----- TEXT PASSAGE -----

She’s been making and shooting the miniature scenes for years, as a fun diversion throughout graduate school and work as a commercial photographer. Before a residency at the McColl Center for Visual Arts in Charlotte, North Carolina, Becker found herself teaching three classes at St. Louis Community College Forest Park and working 60 hours a week on sculpture for a solo show at the McColl back in her St. Louis apartment.
“This is grad school all over again!” she says of the stress. The scenes started to reflect perhaps a bit of her mind state: “Instead of making fun rooms...” she trails off.
Depending on how you read them, the photos—cop your own prints online at www.etsy.com/shop/carriembecker—can be hilarious or depressing or just intensely clever.
“You could write an entire dissertation about the person who lives here, from a Barbie perspective or just someone who has a problem,” Becker says.
She's not explicitly endorsing either perspective, though. The idea of invoking the world's favorite anorexic fashion plate/astronaut/veterinarian was a bit utilitarian. People didn't realize, looking at the photos, that everything they were looking at and responding to was scaled for hamsters.
“People said, 'Is this your house? Oh girl...' This is why I decided to call it 'Barbie Trashes Her Dreamhouse.' It's been helpful in that way—it makes it a little more political.”
And it's opened Becker's work to one of the three most common criticisms she hears.
“How dare I tarnish the perfect cultural icon; you're making fun of hoarders; This isn't art,” Becker ticks off.
Barbie, she says, could use a little comeuppance, and probably neglects her housework from time to time, like anyone else.
“People have said I'm mocking hoarders—no one has ever asked me if this is catharsis. I'm drawing from real life. I've had my own experiences of stepping over garbage,” she says. “It's not vilifying anyone. You can read into it and form your own opinion. My goal is not to pass judgment.”
As far as the notion that your 8-year-old could make the scenes Becker makes, that notion is trashed within minutes of watching her select miniscule detritus from carefully arranged plastic compartment boxes and arranging them in the diorama with tweezers.
She views every scene through the camera's viewfinder before shooting, and painstakingly rearranges the trash and mess until it's just so—realistic and plausible.
And nothing is random about the placement in any scene. While creating a room and then while trashing it, Becker inhabits a narrative about the person who lives there. Watching her set up a scene, you're drawn in, watching a human life be fleshed out by a creator who clearly cares about them—and thinks they're pretty funny.
Much of the tiny stuff comes from Japan by way of the Internet. A company called ReMent specializes in making little bitty versions of other stuff, like a box of chocolates with fully articulated individual candies, sushi sets, and a pair of pink Birkenstock sandals (tossed aside under a computer chair by our putative and unseen heroine in the heat of a long night of work, of course). Some of the furniture is miniatures made for Barbie or similarly sized toys, though the pink, sparkly surfaces get repainted before Becker shoots them.
In her more academic work, Becker makes sculpture that draws from microscopic images from nature. She resizes and sculpts tiny elements like flagella or worms and sets them in unexpected places, like emerging from a wrecked television or a decaying wall.
“That is a common theme!” she says. “ I'm inspired by tiny things.”
Her solo show from the McColl, “Colonized,” is showing in St. Louis beginning February 6 at the Gallery of Contemporary Art on the campus of the Forest Park Community College, with a gallery talk on Friday, February 10.
The sculpture hasn't been blowing up quite like the tiny shut-in homes, and that's okay with Becker.
“It's not quite as accessible in terms of concept as Barbie,” she says. It's also a newer art form for her, one where she still has room to grow and mature, she says. “If it was to go viral, I'd feel a little phony."

-----

EXERCISE REQUIREMENTS:
1. Answer these from the article on Becker's miniatures:
(a) At which college was Becker teaching three classes?
(b) Which company makes the tiny versions of other stuff that come from Japan?
(c) On what date is the gallery talk for "Colonized"?
2. Can you reproduce the part of the article on Becker's miniatures starting with "She views every" and going on through "so—realistic and plausible."?
You don't need the material for any of this.

----- INFORMATION PROVIDED -----

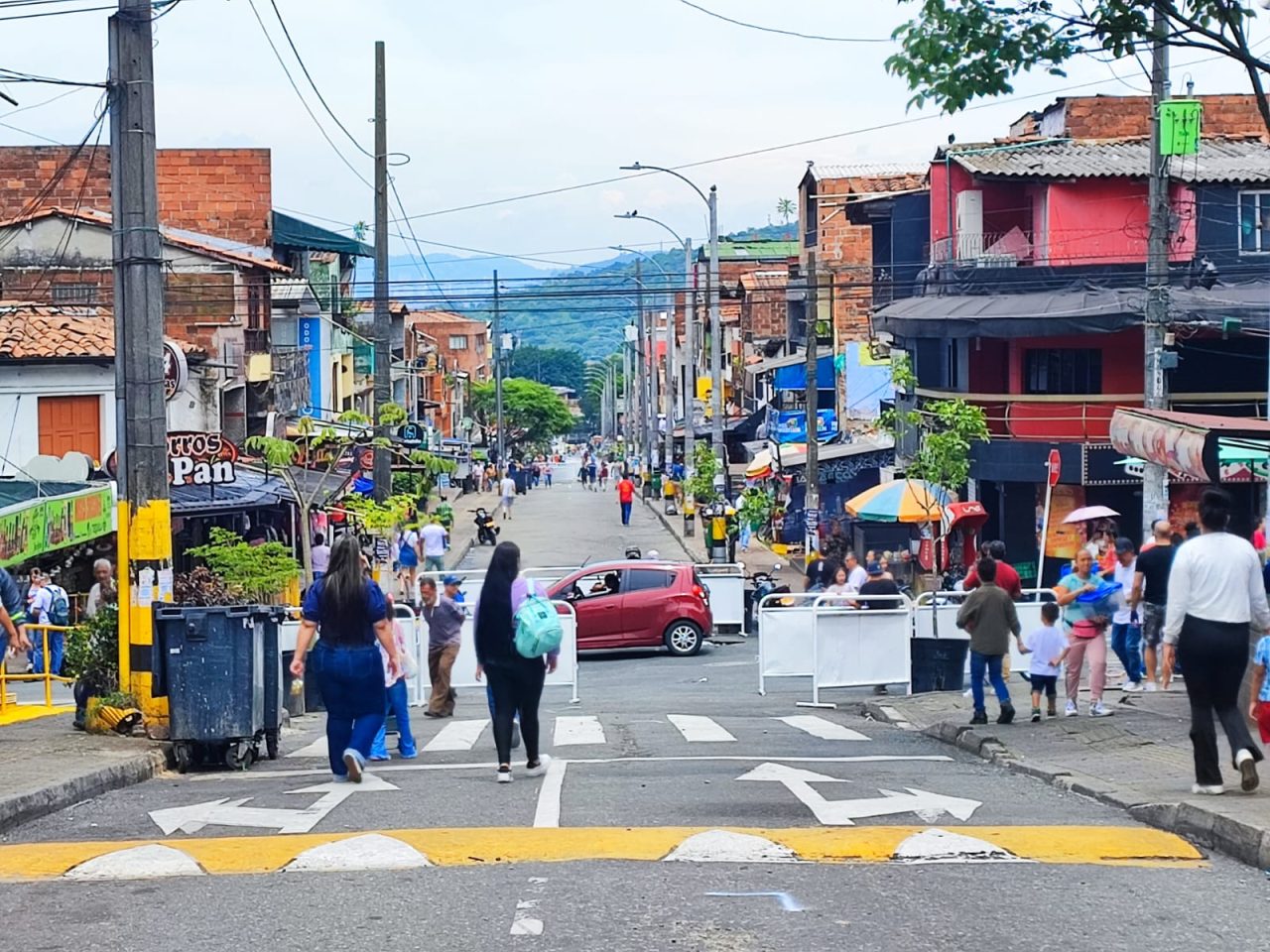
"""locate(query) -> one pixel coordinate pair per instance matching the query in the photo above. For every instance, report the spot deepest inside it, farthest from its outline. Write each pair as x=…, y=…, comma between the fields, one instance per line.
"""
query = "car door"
x=645, y=606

-----

COMPLETED EXERCISE:
1.
(a) St. Louis Community College Forest Park
(b) ReMent
(c) Friday, February 10

2.
She views every scene through the camera's viewfinder before shooting, and painstakingly rearranges the trash and mess until it's just so—realistic and plausible.